◆ Exercise passage
-- Opening Marker --

Real Trouble is the first book in the West Coast Forensics series; it’s set on Piedras Island from Keaton’s Veiled Intentions series, with Soren and Dany first appearing in When It Rains from the Shielded Hearts (formerly Accidental Roots) series. *whew*. Keaton does a great job transferring the energy between Soren and Dany into the story with relatively little information about their previous involvement other than its all-consuming brevity and horrible and abrupt end. I also enjoyed the fact that for all their differences in personality and upbringing, both Soren and Dany seek refuge in Piedras to define themselves instead of allowing their lives to be governed by their families’/others’ expectations. Additionally, they share the same core values: a desire to be a source of good in the world and be loved by someone who sees them for who they are.
Growing up in brutal environment where Dany felt “he lived or died at the whim of his family,” and sometimes had to be complicit to avoid bodily harm or worse, it’s much harder for him to see the good inside himself or believe those he cares about can separate him from his family. Part of his struggle with Soren both before and now is his feelings of inadequacy and fear of falling for someone who’s too honorable and pure to protect himself from Dany’s intrinsic toxicity. Thus, the push and pull, the underlying resentment each man feels, and the slow unpacking and acceptance of the depth of their feelings (between bouts of almost begrudging hate sex to hesitant intimacies) is engaging.
As I mentioned before, the timeline is short; the main action of the plot and between the MCs happens over 5 days. However, Keaton’s writing style and natural dialogue keeps the pace moving efficiently, while still keeping the narrative cycles of exposition and tension effective. As this is less of a suspense-driven mystery, the suspects are limited and easy to spot, even without knowing all the whys and functions primarily as a catalyst for Soren and Dany’s reacquaintance, an obstacle to trusting themselves and one another, and a symbol for the divide Dany believes he and Soren fall on different sides of. So if you’re coming to the story for red-herrings, in-depth police procedure, or crime fighting shenanigans, you may be disappointed.

-- Closing Marker --

◆ Excerpted records
-- Opening Marker --

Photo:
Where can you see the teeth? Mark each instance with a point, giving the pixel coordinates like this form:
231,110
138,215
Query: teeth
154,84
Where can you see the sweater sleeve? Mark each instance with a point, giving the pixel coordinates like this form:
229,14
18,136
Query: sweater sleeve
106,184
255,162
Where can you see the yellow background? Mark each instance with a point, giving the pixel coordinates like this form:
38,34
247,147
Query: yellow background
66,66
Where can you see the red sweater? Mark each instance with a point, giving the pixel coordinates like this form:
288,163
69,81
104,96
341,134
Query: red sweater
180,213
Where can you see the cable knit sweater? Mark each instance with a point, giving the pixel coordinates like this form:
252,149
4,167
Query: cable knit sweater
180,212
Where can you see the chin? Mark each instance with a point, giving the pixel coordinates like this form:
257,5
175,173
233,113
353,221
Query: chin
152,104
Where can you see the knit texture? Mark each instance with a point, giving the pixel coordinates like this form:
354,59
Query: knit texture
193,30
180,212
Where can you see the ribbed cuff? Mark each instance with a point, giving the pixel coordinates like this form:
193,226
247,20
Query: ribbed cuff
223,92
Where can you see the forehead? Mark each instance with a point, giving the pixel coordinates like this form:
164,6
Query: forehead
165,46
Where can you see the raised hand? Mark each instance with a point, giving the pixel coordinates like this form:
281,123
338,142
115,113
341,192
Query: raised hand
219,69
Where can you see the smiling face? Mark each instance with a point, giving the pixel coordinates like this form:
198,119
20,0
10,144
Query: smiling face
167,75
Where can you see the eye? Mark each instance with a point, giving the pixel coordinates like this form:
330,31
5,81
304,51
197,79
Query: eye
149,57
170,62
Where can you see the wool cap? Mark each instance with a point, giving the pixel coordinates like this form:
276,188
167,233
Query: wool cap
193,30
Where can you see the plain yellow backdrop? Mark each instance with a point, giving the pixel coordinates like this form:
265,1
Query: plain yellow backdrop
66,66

-- Closing Marker --

◆ What you are asked to do
Please reproduce the part of the book review that begins at the words "As I mentioned" and stops after "may be disappointed.".

◆ Task response
As I mentioned before, the timeline is short; the main action of the plot and between the MCs happens over 5 days. However, Keaton’s writing style and natural dialogue keeps the pace moving efficiently, while still keeping the narrative cycles of exposition and tension effective. As this is less of a suspense-driven mystery, the suspects are limited and easy to spot, even without knowing all the whys and functions primarily as a catalyst for Soren and Dany’s reacquaintance, an obstacle to trusting themselves and one another, and a symbol for the divide Dany believes he and Soren fall on different sides of. So if you’re coming to the story for red-herrings, in-depth police procedure, or crime fighting shenanigans, you may be disappointed.